_PASSAGE PROVIDED_
Seemingly evoking a moral high ground, Esperon said NTF-ELCAC is a “development-centered undertaking; if anything we always supported the dissemination of truth.”

Yet the task force’s brash spokesman, Lt. Gen. Antonio Parlade Jr., let loose his equally brash and reckless main informant, Jeffrey Celiz, a former Iloilo activist, to repeat practically his handler’s red-tagging of progressive legislators, their organizations and women celebrities. Celiz made a lot more accusations and vilification of his own.

Two task force members, Interior secretary Eduardo Año and National Intelligence Coordinating Agency (NICA) Director General Alex Paul Monteagudo, weighed in by running a 1988 video, re-recorded in 2004, of a speech made by Jose Ma. Sison in Belgium. The duo claimed that in that speech, Sison himself “red-tagged” certain progressive organizations in the open, legal mass movement. Sison quickly retorted: the video was spliced to distort what he actually said.

What can Esperon now say to all that, spoken in his presence at the hearing? And about Parlade’s crude and irresponsible threatening statements to both the Makabayan legislators and the women celebrities, about which Defense Secretary Delfin Lorenzana and Año separately cautioned him – and which impelled Lacson to call the Senate hearing?

Two weeks ago, Lorenzana called out Parlade in a speech at Philippine Army headquarters: “Kung wala kang ebidensya, do not talk about it. Huwag kang magpunta sa media, sa Facebook. Huwag mong sabihin na leftist ‘yan, NPA ‘yan. Dapat may ebidensya tayo, otherwise just keep quiet.”

On his part, Año cautioned Parlade on ABS-CBN News Channel: “Kailangan talaga may pinanghahawakan kang ebidensya, and we have former rebels who can speak up to support Gen. Parlade.”

Moreover, what can Esperon say on Parlade’s assertion in an Oct. 25 interview on ABS-CBN? The latter bragged then: “This is not my opinion. This is the NTF-ELCAC position on these issues. It just so happens I’m the one speaking right now. I’m just one of the spokespersons. This is beyond me. Our chairman is the President. Will I stop what I’m doing? Of course not.”

As regards Parlade’s main informant, the Inquirer’s Western Visayas reporter, Nestor Burgos Jr., reported Thursday many of the claims made by Celiz at the Senate inquiry “raised questions as these contradicted information of public knowledge, especially among Ilonggos, and even his own statements.” Burgos wrote that Celiz was publicly known in Panay as regional head of the Bagong Alyansang Makabayan (Bayan) in 2000-2004, after which he disappeared from public view.

_WHAT TO WORK ON_
Could you return, word for word, the part of the passage on the NTF-ELCAC red-tagging hearing that falls between "What can Esperon now" and "the Senate hearing?", inclusive?

_DATA SECTION_
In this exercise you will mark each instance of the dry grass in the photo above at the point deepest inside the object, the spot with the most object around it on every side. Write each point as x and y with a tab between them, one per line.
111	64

_EXERCISE RESPONSE_
What can Esperon now say to all that, spoken in his presence at the hearing? And about Parlade’s crude and irresponsible threatening statements to both the Makabayan legislators and the women celebrities, about which Defense Secretary Delfin Lorenzana and Año separately cautioned him – and which impelled Lacson to call the Senate hearing?